Notice that doing this hasn't changed the pattern of the ANOVA results, the p-values for the main effects and interactions are very slightly different but the overall conclusions remain the same. This is likely because the violations of normality was quite mild and there is a large sample size, however, with the transformation we can be more confident in our results and it may not always be the case that the transformed ANOVA is the same if the violations were more extreme.

13.10 Practice Your Skills

Two-Factor ANOVA: Perspective-Taking in Language Comprehension

In order to complete this exercise, download the .Rmd file which you need to edit titled GUID_Level2B_PracticeSkills.Rmd. This can be downloaded within a zip file from the below link. Once downloaded and unzipped you should create a new folder that you will use as your working directory; put the .Rmd file in that folder and set your working directory to that folder through the drop-down menus at the top. Download the Practice Your Skills Exercise .zip file from here.

Background: Perspective-Taking in Language Comprehension

For this exercise, you will be looking at real data from Experiment 2 of Keysar, Lin, and Barr (2003), "Limits on Theory of Mind Use in Adults", Cognition, 89, 29--41. This study used eye-tracking to investigate people's ability to take another's perspective during a communication game. (The data that you will be analysing, while real, did not appear in the original report.)

+ + + +

• [Given instruction 1]
Answer these from the tutorial excerpt above:
(a) Which .Rmd file must be edited for the exercise?
(b) Which experiment from Keysar, Lin, and Barr (2003) supplied the data?
(c) What method did that study use to investigate perspective-taking?
• [Given instruction 2] Copy out the stretch of the tutorial excerpt from "Notice that doing" through "were more extreme." word for word.

+ + + +

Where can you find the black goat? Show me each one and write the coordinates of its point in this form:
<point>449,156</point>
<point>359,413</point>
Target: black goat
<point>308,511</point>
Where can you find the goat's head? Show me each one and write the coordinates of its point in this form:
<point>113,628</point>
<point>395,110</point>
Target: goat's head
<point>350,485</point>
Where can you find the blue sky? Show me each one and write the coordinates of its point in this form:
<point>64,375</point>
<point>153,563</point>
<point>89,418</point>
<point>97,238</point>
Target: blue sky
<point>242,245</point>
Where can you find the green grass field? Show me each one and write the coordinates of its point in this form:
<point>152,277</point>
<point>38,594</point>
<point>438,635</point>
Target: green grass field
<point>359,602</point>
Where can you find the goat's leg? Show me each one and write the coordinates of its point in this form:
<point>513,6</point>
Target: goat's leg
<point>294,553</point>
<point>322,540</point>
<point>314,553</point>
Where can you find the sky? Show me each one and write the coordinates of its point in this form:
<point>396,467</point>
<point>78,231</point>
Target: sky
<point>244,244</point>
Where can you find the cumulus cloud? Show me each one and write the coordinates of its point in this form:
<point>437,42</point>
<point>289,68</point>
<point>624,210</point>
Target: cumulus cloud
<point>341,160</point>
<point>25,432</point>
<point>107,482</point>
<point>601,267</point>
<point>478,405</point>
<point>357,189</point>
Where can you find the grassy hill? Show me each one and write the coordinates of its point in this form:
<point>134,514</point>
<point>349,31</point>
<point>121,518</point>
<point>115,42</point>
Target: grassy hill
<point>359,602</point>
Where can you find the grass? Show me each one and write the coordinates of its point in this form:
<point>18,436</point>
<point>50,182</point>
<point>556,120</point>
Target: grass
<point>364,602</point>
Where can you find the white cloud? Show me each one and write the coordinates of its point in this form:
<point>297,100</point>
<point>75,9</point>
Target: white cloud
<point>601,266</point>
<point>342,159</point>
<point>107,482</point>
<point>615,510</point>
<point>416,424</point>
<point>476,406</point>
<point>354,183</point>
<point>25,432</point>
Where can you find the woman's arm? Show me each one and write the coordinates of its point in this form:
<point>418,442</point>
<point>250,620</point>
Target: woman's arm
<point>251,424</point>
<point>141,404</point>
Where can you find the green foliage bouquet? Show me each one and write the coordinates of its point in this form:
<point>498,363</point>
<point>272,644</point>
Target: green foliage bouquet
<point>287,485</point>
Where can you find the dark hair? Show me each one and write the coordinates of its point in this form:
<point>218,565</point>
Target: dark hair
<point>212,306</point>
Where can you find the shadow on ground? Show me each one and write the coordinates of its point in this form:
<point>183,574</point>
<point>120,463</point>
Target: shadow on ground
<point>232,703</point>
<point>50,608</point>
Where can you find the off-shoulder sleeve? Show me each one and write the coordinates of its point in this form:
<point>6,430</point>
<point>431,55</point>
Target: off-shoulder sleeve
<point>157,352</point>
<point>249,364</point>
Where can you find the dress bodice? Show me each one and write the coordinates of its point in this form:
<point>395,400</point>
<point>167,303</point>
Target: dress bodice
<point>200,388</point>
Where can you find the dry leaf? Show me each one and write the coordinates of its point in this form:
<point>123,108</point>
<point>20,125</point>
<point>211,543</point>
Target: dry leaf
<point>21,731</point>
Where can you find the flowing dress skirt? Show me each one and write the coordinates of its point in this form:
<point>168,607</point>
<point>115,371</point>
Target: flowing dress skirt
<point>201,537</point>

+ + + +

• [Solution 1]
(a) GUID_Level2B_PracticeSkills.Rmd
(b) Experiment 2
(c) Eye-tracking

• [Solution 2]
Notice that doing this hasn't changed the pattern of the ANOVA results, the p-values for the main effects and interactions are very slightly different but the overall conclusions remain the same. This is likely because the violations of normality was quite mild and there is a large sample size, however, with the transformation we can be more confident in our results and it may not always be the case that the transformed ANOVA is the same if the violations were more extreme.